Teks Sumber
Para sejarawan terpercaya telah menulis kata-kata yang sering diucapkan oleh Umar bin Khattab tentang Imam Ali, yaitu: “Ali telah memutuskan hukum bagi kita.” Bunyi perkataan ini dapat dijumpai di dalam kitab ash-Shawa’iq al-Muhriqah, karya Ibn Hajar asy-Syafi’i, halaman 78; atau juga di dalam kitab ar-Riyadh an-Nadharah, jilid 2, halaman 198.
Begitu juga perkataan Umar bin Khattab yang berbunyi: “Saya akan berada di dalam kesulitan jika tidak ada Abu Hasan.” Kata-kata ini dapat dijumpai di dalam kitab al-Isti’ab, karya Ibn Abdilbar, jilid 2, halaman 484. Demikian juga di dalam kitab Dakha’ir al-‘Uqba, karya ath-Thabari asy-Syafi’i, halaman 82.

Yang Harus Dibuat
Lanjutkan teks di atas tentang ucapan Umar bin Khattab mengenai Imam Ali, dimulai setelah kalimat terakhirnya.

Catatan

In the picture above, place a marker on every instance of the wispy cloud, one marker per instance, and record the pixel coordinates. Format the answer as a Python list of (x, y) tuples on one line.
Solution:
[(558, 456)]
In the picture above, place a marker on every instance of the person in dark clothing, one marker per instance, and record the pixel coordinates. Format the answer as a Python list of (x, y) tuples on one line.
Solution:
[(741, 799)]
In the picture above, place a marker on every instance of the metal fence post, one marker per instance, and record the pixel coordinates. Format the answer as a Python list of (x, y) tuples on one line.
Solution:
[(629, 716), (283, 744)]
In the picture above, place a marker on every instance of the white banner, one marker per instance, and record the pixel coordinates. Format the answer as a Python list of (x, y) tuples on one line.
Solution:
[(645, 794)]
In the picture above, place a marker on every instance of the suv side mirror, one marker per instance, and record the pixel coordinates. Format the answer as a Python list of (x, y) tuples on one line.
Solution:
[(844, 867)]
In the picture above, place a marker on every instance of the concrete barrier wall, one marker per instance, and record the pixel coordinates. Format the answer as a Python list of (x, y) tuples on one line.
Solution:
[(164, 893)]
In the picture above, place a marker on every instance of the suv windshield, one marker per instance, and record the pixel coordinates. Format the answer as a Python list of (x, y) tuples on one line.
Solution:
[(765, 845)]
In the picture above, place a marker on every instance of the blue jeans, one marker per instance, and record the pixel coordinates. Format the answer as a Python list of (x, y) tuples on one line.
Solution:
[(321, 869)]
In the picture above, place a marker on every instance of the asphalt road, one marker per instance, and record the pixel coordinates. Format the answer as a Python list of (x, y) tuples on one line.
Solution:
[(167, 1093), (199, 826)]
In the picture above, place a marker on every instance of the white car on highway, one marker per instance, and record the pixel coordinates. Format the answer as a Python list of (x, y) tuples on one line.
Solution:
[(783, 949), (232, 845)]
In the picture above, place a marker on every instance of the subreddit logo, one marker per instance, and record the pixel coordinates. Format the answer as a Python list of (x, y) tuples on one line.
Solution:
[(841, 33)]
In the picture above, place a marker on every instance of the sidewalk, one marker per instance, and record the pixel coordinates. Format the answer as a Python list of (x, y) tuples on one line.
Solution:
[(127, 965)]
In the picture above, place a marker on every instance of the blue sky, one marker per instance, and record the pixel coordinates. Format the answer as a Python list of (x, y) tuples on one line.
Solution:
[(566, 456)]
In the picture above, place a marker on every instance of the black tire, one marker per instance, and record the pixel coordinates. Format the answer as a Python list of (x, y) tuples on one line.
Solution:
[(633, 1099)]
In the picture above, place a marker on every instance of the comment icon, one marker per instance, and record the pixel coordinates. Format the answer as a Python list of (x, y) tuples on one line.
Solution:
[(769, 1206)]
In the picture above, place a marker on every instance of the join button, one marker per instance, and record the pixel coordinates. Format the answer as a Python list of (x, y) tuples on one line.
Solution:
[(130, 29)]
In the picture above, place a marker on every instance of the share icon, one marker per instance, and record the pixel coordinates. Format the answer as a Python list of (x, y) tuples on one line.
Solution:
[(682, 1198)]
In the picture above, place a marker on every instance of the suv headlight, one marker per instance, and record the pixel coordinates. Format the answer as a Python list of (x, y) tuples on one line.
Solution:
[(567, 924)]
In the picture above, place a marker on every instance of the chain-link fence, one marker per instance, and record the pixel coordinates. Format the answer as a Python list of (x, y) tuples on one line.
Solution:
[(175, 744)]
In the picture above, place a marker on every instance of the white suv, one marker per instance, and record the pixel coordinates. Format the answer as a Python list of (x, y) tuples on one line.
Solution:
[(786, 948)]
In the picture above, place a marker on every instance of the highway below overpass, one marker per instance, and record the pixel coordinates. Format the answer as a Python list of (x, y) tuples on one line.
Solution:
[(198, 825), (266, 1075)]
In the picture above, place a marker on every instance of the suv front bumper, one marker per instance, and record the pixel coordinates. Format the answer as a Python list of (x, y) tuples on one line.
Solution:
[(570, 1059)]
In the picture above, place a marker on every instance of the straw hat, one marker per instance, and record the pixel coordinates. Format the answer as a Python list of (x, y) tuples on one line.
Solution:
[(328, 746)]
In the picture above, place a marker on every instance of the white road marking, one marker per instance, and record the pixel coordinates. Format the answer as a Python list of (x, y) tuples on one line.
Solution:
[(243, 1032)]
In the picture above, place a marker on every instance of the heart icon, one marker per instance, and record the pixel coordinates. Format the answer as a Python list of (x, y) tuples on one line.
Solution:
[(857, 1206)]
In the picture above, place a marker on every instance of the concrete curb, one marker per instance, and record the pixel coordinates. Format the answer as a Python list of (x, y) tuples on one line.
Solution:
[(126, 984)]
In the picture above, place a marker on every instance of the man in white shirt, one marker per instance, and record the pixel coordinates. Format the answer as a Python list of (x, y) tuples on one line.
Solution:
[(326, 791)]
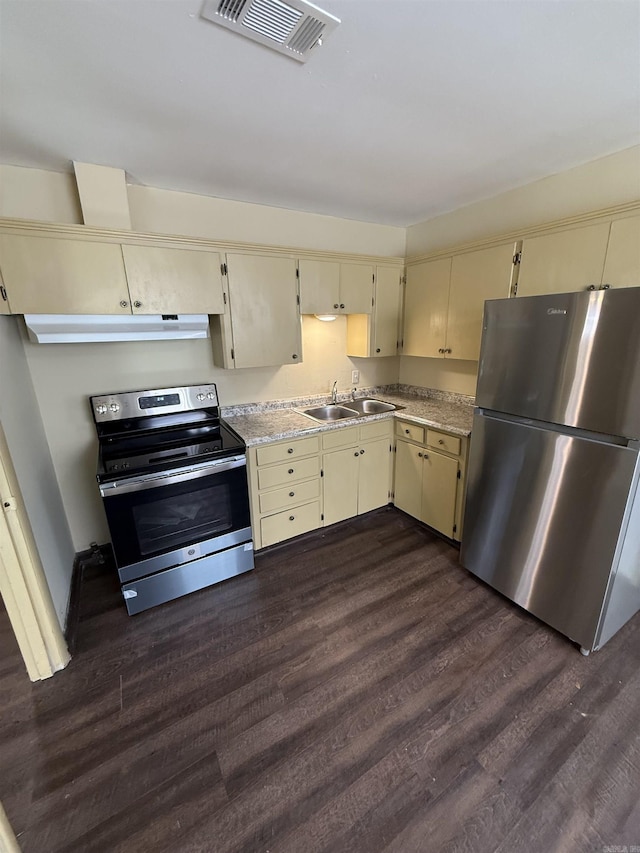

Hasil Latihan
Di dalam kitab al-Isti’ab disebutkan bahwa Siti Aisyah telah berkata tentang Ali: “Sesungguhnya dia adalah orang yang paling mengetahui sunah Nabi Saw.” Ketika Aisyah ditanya tentang Ali, Aisyah berkata: “Dia itu sebaik-baiknya manusia, dan tidaklah ragu kepadanya kecuali orang kafir.” Kata-kata ini pun dapat dijumpai di dalam kitab Kifayah ath-Thalib, al-Kanji asy-Syafi’i, halaman 119; Yanabi’ al-Mawaddah, karya al-Qanduzi al-Hanafi, halaman 246.
Ketika cendekiawan umat, Abdullah bin Abbas salah seorang tempat rujukan besar Islam ditanya tentang ilmu yang dimilikinya dibandingkan dengan ilmu Ali bin Abi Thalib, dia menjawab: “Tidak ubahnya seperti setetes air hujan dibandingkan lautan yang luas.”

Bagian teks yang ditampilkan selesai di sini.